Saved entries:
-.-.-
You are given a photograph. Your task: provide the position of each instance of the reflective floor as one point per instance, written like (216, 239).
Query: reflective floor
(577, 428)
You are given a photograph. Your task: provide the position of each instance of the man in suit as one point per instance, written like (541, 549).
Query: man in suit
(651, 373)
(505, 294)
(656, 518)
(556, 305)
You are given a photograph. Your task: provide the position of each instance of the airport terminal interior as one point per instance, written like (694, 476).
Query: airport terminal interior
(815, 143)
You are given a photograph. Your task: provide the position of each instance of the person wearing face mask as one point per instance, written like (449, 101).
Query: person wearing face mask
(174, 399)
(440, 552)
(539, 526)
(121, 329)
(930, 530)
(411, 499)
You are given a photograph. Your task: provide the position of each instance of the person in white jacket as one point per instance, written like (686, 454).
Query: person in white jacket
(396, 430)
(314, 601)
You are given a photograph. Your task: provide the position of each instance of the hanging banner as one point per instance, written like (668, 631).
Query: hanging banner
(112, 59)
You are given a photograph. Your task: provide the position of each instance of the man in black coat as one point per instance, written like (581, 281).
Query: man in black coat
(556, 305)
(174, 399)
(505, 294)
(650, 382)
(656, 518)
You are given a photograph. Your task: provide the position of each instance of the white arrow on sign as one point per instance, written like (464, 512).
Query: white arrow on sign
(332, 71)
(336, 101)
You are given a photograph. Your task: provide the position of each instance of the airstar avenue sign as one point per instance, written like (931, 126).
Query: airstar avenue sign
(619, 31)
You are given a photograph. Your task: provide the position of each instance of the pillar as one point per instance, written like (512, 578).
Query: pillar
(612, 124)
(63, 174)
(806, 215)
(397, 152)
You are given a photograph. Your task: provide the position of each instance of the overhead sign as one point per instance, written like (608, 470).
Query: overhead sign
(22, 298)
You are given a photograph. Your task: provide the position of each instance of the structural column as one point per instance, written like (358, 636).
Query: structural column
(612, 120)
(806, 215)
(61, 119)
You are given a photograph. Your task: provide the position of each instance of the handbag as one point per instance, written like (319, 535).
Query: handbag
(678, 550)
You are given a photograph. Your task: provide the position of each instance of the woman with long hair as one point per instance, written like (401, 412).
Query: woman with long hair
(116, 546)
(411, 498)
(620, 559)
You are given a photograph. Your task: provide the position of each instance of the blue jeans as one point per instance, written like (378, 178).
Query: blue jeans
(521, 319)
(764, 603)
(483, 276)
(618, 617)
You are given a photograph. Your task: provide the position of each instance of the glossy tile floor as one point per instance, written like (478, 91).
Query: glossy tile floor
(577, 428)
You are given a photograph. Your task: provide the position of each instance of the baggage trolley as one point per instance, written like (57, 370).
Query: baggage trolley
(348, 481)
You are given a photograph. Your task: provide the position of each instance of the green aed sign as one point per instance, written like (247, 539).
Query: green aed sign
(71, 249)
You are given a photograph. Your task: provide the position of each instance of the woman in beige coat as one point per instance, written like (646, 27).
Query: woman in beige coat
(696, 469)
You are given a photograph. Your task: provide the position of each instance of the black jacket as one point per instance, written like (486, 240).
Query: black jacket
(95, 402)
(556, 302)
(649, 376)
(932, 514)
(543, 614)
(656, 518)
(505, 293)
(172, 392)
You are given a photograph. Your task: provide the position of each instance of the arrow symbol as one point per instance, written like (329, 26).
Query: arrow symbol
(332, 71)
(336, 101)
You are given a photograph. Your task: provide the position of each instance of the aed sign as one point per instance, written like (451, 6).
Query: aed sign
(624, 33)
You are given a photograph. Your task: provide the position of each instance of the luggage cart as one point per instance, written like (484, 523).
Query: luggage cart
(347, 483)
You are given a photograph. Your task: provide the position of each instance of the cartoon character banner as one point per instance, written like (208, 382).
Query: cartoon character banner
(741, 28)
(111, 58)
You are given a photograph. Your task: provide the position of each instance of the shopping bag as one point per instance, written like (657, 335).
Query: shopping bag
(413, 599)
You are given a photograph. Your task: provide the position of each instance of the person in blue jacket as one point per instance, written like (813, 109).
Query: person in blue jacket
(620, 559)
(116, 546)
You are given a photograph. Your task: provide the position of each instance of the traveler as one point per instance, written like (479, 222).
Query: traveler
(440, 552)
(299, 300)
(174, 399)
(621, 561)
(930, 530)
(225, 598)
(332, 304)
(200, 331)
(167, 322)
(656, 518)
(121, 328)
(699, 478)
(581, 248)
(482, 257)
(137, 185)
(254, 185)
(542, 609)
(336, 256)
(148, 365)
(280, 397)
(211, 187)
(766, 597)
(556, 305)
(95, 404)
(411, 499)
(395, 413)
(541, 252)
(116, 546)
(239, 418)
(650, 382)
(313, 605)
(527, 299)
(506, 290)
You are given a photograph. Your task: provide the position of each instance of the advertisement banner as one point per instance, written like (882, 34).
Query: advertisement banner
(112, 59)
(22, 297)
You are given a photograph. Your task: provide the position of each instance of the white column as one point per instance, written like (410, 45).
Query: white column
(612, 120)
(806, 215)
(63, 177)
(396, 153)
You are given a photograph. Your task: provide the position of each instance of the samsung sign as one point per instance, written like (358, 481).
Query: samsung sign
-.-.-
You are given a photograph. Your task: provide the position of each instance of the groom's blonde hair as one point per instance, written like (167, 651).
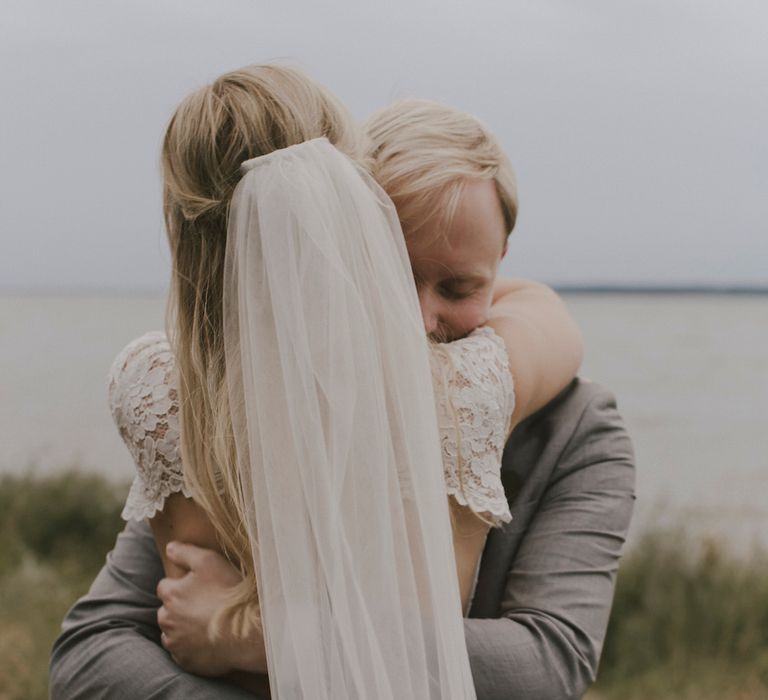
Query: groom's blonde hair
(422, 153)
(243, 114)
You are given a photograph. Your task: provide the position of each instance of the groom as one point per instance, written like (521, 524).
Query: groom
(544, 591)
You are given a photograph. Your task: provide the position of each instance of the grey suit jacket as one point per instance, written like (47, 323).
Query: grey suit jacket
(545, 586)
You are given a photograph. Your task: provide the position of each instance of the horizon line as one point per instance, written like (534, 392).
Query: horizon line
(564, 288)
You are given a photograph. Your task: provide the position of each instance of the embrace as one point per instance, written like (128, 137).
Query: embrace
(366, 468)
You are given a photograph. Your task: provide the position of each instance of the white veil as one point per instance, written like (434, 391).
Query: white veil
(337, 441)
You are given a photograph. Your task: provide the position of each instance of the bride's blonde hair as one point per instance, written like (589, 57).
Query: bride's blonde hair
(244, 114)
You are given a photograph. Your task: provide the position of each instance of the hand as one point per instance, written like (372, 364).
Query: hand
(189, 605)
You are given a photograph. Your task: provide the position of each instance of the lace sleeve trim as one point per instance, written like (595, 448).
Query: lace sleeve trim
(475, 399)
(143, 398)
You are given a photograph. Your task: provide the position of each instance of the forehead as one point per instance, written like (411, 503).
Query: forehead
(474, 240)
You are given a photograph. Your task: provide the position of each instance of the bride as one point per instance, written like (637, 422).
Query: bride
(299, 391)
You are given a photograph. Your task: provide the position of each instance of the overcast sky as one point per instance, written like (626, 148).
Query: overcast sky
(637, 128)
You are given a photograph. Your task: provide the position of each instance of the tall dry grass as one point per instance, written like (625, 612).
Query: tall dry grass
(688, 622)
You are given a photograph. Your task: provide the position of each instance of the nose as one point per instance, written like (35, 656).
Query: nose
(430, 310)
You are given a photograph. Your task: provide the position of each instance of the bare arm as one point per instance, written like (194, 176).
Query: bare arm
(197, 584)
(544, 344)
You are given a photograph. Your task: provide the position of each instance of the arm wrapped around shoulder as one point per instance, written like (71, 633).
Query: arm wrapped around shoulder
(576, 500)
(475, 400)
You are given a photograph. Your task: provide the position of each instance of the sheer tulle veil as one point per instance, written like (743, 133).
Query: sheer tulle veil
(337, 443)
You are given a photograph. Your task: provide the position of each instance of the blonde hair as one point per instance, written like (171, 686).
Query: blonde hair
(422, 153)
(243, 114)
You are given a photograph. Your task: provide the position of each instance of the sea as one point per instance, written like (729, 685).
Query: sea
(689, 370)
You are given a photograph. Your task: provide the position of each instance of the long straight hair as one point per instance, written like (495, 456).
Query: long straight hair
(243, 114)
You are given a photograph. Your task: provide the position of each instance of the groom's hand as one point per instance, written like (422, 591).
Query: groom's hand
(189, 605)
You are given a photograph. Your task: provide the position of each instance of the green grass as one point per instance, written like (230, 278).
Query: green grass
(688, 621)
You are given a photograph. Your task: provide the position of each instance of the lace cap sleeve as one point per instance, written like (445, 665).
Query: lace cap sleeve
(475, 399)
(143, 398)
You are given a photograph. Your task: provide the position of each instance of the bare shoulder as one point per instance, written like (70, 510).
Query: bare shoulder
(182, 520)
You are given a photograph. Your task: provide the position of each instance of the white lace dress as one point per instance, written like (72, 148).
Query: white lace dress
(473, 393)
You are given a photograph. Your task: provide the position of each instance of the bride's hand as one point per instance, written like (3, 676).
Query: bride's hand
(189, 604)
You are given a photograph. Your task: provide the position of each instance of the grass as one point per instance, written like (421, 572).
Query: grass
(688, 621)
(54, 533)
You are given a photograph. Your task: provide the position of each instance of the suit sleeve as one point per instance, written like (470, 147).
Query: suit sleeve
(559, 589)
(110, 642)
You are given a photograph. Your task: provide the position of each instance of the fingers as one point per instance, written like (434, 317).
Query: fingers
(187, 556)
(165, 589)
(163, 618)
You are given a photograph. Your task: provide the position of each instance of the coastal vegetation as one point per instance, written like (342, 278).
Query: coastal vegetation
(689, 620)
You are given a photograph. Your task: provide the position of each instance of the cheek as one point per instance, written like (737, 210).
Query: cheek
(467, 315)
-.-.-
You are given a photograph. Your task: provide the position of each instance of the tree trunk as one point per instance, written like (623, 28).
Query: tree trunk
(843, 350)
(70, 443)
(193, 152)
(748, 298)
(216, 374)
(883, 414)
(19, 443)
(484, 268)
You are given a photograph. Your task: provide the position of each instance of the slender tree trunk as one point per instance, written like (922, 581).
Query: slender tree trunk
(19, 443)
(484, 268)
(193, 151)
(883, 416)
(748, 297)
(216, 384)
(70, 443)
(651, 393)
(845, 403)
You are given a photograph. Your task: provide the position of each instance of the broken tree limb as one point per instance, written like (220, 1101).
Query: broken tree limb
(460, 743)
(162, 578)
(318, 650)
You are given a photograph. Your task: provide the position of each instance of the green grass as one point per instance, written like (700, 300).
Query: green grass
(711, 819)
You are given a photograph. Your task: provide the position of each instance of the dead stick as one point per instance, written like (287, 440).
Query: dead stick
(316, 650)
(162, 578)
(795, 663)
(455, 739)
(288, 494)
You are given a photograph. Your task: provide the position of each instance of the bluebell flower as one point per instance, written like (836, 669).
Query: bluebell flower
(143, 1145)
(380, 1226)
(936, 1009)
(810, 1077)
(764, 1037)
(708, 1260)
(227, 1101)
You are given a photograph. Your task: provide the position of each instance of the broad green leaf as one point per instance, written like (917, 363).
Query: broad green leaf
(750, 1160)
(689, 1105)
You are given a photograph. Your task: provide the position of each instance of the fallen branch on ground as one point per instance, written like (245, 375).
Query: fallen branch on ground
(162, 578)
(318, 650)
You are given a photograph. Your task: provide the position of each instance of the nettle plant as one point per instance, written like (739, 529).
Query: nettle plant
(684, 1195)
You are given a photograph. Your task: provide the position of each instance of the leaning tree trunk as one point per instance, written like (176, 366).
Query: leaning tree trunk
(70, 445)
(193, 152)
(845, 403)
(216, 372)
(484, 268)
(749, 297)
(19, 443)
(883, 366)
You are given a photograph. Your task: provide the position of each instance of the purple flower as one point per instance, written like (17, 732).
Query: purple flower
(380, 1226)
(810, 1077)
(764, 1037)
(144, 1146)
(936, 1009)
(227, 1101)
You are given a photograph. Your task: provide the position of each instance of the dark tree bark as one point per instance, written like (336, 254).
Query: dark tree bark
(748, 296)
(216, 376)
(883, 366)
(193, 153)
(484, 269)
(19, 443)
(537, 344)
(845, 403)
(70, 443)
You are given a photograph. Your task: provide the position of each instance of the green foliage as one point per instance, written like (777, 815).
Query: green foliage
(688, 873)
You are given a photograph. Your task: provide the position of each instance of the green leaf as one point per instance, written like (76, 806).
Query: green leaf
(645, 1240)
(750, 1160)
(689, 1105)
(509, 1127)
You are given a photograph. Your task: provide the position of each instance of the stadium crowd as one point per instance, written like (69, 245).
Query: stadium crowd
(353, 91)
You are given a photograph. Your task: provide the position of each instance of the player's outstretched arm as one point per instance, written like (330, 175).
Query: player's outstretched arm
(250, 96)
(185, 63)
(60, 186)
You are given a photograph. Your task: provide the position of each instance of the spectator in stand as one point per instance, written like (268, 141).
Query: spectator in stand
-.-.-
Task to complete >>
Above are the records. Print exactly, and only, the lines from the line with "Query: tree trunk" to the line with "like (700, 300).", both inclusive.

Solution below >>
Query: tree trunk
(843, 350)
(70, 443)
(193, 152)
(748, 298)
(216, 374)
(883, 414)
(19, 443)
(484, 268)
You are given a photograph. Your task: provide the position of each instance of the slender tree trunk as one point per instance, written like (922, 581).
Query: slender tree trunk
(19, 443)
(484, 268)
(193, 151)
(883, 416)
(748, 297)
(216, 384)
(70, 443)
(651, 393)
(845, 403)
You are given a photograph. Your task: provide the position of each instance of the broken tree limb as one point per instance, written like (220, 1101).
Query: broken tree limb
(460, 743)
(162, 578)
(318, 650)
You are given a photograph. Your task: provide the position of each instance of the green grass as one point per instance, written like (700, 300).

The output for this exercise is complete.